Write out, word for word, the stretch of the computer vision notes below from "Administrivia" through "(but not today)".

= READING PASSAGE =
==*==

Administrivia

                Signup sheet!!

                2 problem sets, 1 oral paper presentation, final research project

                Scribe system (but not today)

                Overall goal: to prepare students to do research in vision or medical imaging

What is computer vision?

                Working definition: extracting useful information from images

                In particular, information about image content

                Certain formal problems [high-dimensional inverse problems with spatial constraints]

                Elements of psychology, engineering, mathematics

                From a technical point of view, interplay of statistics and geometry

                From a very engineering point of view, getting info out of (typically) 512 by 512 8 or 24 bit arrays

 

Why is vision hard?

                It certainly looks easy (any child can see…)  but about 1/3 of your brain is doing it

                Ill-posed and ill-defined problems

                Inverse problems are ill-posed in the sense of Hadamard (no unique solution)

                Perception problems are always ill-posed, since the goal is to recover info about the world

                Vision is going from the (2D) image to the (3D) scene; graphics is the opposite

                Worse still, the problems in vision are ill-defined without a task

                There is no formal specification for nearly any vision problem, and few doable tasks

In terms of engineering, to build a vision system requires hooking together unreliable components whose lies cannot be checked

There are many ugly engineering problems, due to e.g. bad cameras, slow computers and busses, etc. (these are slowly being solved).

==*==

= PROVIDED INFORMATION =

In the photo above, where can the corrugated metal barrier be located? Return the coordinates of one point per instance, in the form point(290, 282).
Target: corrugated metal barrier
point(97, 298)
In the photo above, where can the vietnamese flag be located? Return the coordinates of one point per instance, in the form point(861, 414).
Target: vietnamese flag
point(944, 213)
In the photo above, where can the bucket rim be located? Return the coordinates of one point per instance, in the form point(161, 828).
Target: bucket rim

==*==

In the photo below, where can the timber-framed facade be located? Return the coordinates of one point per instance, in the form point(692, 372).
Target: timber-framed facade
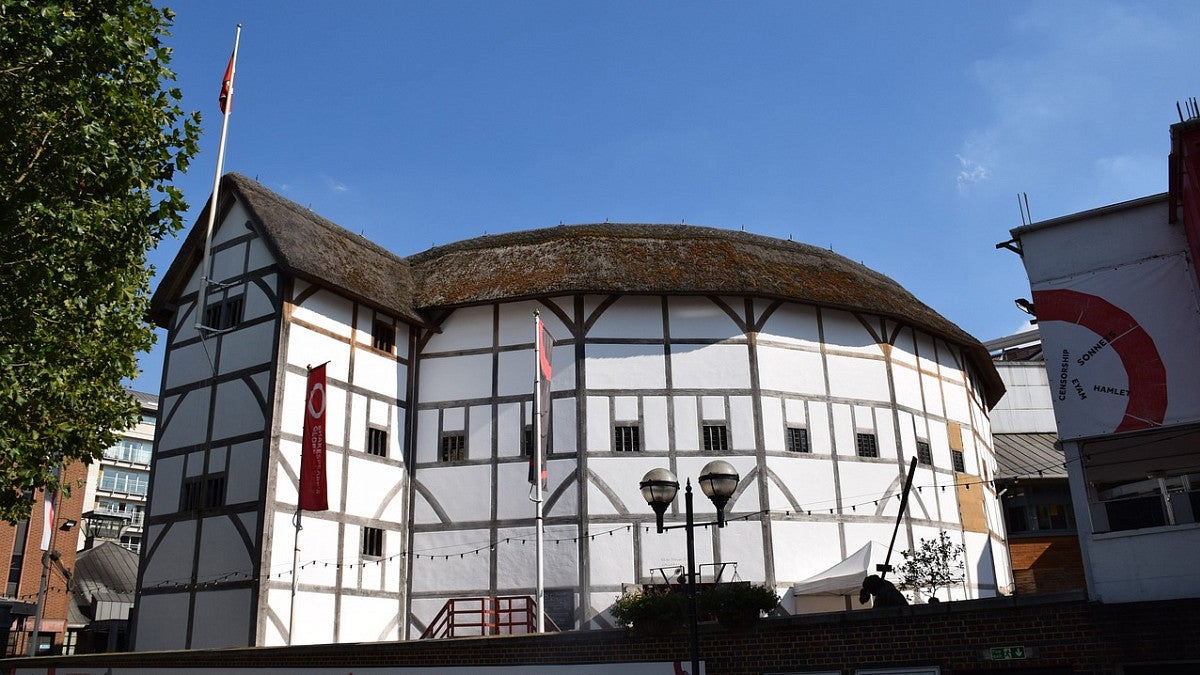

==*==

= RESULT FOR THIS TASK =
Administrivia

                Signup sheet!!

                2 problem sets, 1 oral paper presentation, final research project

                Scribe system (but not today)